WORK TO BE COMPLETED
Pick out each line in the records below that contains the string "canopy". Case counts.

(Dataset excerpt)
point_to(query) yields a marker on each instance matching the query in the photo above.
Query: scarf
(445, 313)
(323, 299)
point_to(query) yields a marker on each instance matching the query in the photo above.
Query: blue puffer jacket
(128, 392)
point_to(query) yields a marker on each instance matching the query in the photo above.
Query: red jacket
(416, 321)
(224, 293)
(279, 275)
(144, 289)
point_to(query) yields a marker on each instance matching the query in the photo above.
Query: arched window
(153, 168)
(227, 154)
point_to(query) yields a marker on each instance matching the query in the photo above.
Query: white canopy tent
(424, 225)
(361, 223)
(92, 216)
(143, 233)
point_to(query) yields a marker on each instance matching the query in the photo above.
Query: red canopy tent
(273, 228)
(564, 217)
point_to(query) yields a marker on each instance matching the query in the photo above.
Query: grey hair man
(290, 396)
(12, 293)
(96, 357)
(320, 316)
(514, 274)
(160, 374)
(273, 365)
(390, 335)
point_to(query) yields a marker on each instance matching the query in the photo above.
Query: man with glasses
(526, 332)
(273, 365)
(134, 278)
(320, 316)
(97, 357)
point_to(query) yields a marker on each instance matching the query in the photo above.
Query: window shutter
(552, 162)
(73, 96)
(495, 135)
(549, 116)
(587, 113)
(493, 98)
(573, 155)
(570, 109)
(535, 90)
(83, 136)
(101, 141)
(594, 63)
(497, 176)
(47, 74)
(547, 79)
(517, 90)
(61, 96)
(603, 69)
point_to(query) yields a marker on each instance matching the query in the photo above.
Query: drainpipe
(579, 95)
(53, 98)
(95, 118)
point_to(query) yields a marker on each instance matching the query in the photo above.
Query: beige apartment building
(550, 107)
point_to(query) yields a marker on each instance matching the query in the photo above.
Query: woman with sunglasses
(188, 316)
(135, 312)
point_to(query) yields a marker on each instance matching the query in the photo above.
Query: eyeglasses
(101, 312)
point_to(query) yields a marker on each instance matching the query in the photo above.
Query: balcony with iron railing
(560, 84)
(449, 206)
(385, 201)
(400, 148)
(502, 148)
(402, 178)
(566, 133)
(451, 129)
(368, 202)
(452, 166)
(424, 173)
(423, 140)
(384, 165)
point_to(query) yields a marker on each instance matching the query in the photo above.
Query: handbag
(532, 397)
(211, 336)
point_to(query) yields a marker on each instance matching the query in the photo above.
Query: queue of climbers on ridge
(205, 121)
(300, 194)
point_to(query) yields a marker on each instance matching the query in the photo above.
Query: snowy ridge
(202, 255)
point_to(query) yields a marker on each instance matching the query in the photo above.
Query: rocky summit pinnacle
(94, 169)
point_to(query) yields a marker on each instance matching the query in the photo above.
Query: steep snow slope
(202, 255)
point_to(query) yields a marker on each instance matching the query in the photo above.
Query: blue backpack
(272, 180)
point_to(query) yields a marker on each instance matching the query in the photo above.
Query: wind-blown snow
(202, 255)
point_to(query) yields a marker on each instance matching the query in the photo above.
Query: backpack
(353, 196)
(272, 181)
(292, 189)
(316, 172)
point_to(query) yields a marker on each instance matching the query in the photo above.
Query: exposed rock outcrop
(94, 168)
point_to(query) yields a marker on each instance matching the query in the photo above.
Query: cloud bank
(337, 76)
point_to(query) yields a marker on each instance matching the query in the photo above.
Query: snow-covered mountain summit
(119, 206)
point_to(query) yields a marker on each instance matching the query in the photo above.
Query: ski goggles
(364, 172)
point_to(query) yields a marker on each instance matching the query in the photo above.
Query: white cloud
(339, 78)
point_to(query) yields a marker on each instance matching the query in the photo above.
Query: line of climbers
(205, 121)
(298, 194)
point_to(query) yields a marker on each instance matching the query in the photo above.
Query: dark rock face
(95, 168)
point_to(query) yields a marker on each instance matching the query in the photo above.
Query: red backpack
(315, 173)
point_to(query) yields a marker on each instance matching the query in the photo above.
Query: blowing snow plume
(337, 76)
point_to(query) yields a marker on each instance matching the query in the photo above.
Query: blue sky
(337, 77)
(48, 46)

FINAL ANSWER
Query: white canopy tent
Query: red canopy tent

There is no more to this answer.